Required work -
• 1. Print the passage about Deanna Hann's breast cancer diagnosis word for word, starting with "It was 13 years" and going on through "declared cancer free.".
• 2. Carry on the account of Deanna Hann's breast cancer from the point where it stops.

The "Cancer Graduate"
Deanna Hann will never forget the day she was diagnosed with breast cancer.
"I can't stress how my face froze, my teeth chattered - it was just like a shock goes through your whole body," recalls Deanna, who lives in St. John's. "Your world kind of shatters."
It was 13 years ago that Deanna found a lump in her breast and, like any responsible woman, visited her doctor to have it checked out. Given a clean bill of health by her physician, Deanna should have been overcome with relief.
Instead, she says she still had an "empty feeling" that forced her to seek a second opinion from another doctor. And for the rest of her life, Deanna will be thankful for that intuition.
Within days of seeing a second doctor she received the devastating diagnosis of breast cancer. For the next six months Deanna endured chemotherapy, followed by two more months of radiation sessions before she was finally declared cancer free.
"Having to go through chemo and radiation was tough," she says. "I've always been a person that was self-conscious of the way I looked and, as most women are, I was told I would probably lose my hair, which I did."
Deanna's doctors also warned her of the possibility that the cancer treatments could leave a more lasting effect on her life - chemo could make her sterile. In fact, many women who go through chemotherapy experience at least a temporary loss of fertility; some lose their ability to bear children permanently, due to side effects.

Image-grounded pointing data

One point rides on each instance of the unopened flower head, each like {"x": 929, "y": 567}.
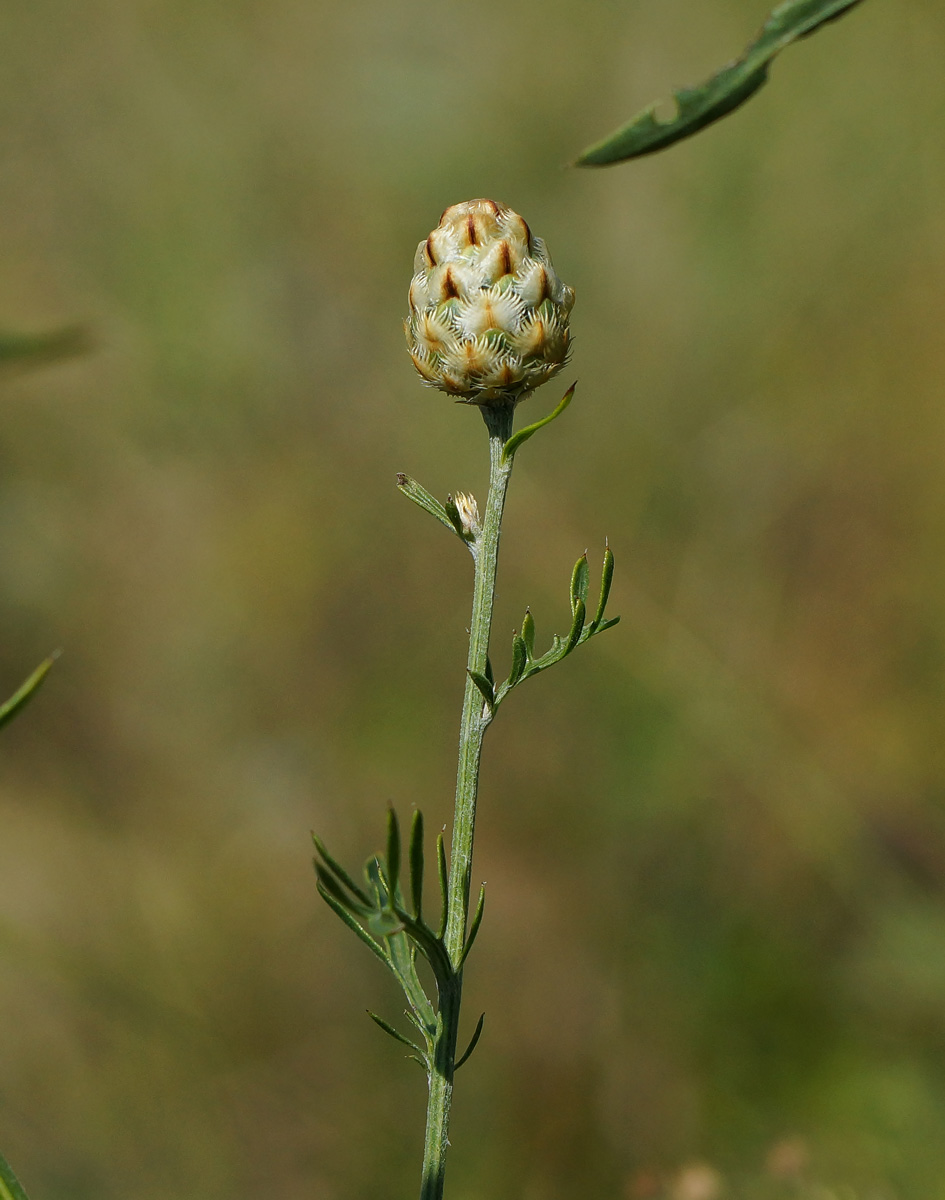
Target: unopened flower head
{"x": 488, "y": 315}
{"x": 468, "y": 513}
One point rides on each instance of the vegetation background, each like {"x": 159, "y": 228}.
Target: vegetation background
{"x": 714, "y": 843}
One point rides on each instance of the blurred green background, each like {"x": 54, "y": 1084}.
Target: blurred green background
{"x": 714, "y": 952}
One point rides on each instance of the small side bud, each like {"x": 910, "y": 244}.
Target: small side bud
{"x": 463, "y": 511}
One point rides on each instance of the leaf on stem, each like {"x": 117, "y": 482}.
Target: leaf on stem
{"x": 516, "y": 441}
{"x": 422, "y": 498}
{"x": 355, "y": 927}
{"x": 528, "y": 633}
{"x": 393, "y": 852}
{"x": 339, "y": 873}
{"x": 416, "y": 862}
{"x": 444, "y": 874}
{"x": 395, "y": 1033}
{"x": 519, "y": 660}
{"x": 10, "y": 1186}
{"x": 579, "y": 577}
{"x": 485, "y": 687}
{"x": 723, "y": 93}
{"x": 474, "y": 927}
{"x": 473, "y": 1043}
{"x": 577, "y": 629}
{"x": 607, "y": 579}
{"x": 26, "y": 690}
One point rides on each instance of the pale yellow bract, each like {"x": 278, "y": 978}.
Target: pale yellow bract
{"x": 488, "y": 315}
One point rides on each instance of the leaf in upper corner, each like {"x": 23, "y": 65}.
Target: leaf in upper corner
{"x": 29, "y": 348}
{"x": 723, "y": 93}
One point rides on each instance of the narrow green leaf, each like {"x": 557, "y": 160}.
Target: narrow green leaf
{"x": 474, "y": 927}
{"x": 35, "y": 348}
{"x": 416, "y": 862}
{"x": 383, "y": 923}
{"x": 421, "y": 497}
{"x": 395, "y": 1033}
{"x": 429, "y": 946}
{"x": 516, "y": 441}
{"x": 341, "y": 874}
{"x": 607, "y": 579}
{"x": 359, "y": 930}
{"x": 393, "y": 852}
{"x": 329, "y": 881}
{"x": 26, "y": 690}
{"x": 577, "y": 628}
{"x": 444, "y": 874}
{"x": 485, "y": 687}
{"x": 528, "y": 633}
{"x": 723, "y": 93}
{"x": 519, "y": 659}
{"x": 579, "y": 577}
{"x": 473, "y": 1043}
{"x": 10, "y": 1186}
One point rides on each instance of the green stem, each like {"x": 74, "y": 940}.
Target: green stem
{"x": 473, "y": 727}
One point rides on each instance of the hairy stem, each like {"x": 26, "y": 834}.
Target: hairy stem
{"x": 473, "y": 726}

Outputs by task -
• 1.
It was 13 years ago that Deanna found a lump in her breast and, like any responsible woman, visited her doctor to have it checked out. Given a clean bill of health by her physician, Deanna should have been overcome with relief.
Instead, she says she still had an "empty feeling" that forced her to seek a second opinion from another doctor. And for the rest of her life, Deanna will be thankful for that intuition.
Within days of seeing a second doctor she received the devastating diagnosis of breast cancer. For the next six months Deanna endured chemotherapy, followed by two more months of radiation sessions before she was finally declared cancer free.

• 2.
"I always wanted children someday. My husband really wanted children, too," says Deanna. Despite the fact that the odds were stacked against them, Deanna says they never lost hope. It is this unwavering faith that Deanna credits for her recovery from cancer and all of the amazing and - some might even say, miraculous - things that have happened in her life since then.
The most important of these miracles occurred December 22, 1999, when Deanna shocked her doctors and gave birth to her son, Kristmundur. In Iceland (where Deanna's husband hails from) the name translates to mean "gift of Christ."
"It's hard to describe in words when that little boy came into the world, how beautiful he was," says a smiling Deanna. "Every day I look at him and I realize how lucky I am."
Not only did Deanna give birth to a child after enduring chemo and radiation, but she breastfed her baby for 10 months - another "miracle."
Now nearly nine years old, Kristmundur is an active, caring and above all, healthy child.
"I refer to him as a 'miracle child' and he knows that," says Deanna. "He knows that Mommy was sick and I wasn't supposed to have children, so he's a miracle."
Although 13 years have passed since that terrifying time in Deanna's life, it still has a powerful hold on her - but in a positive way.
"I call myself a 'Cancer graduate,' I really do, because what I learned about taking care of myself and having inner peace all came from that experience," says Deanna who has since taken up meditation and is a firm believer in positive thinking, eating organic food and doing everything necessary to stay healthy. "After the chemo and the radiation, you do look at life differently and you value every day...Now every year is a beautiful year. I'm not afraid of challenges; I'll take on anything."
In recent years, Deanna has taken several leaps of faith, some of which she isn't sure she would have taken were it not for her life-changing experience with cancer. She's learned how to swim (something she gave up on many years ago); opened her own business, called Newfound Icelandic Designs (located on Water Street in St. John's); and found a unique way to support breast cancer research.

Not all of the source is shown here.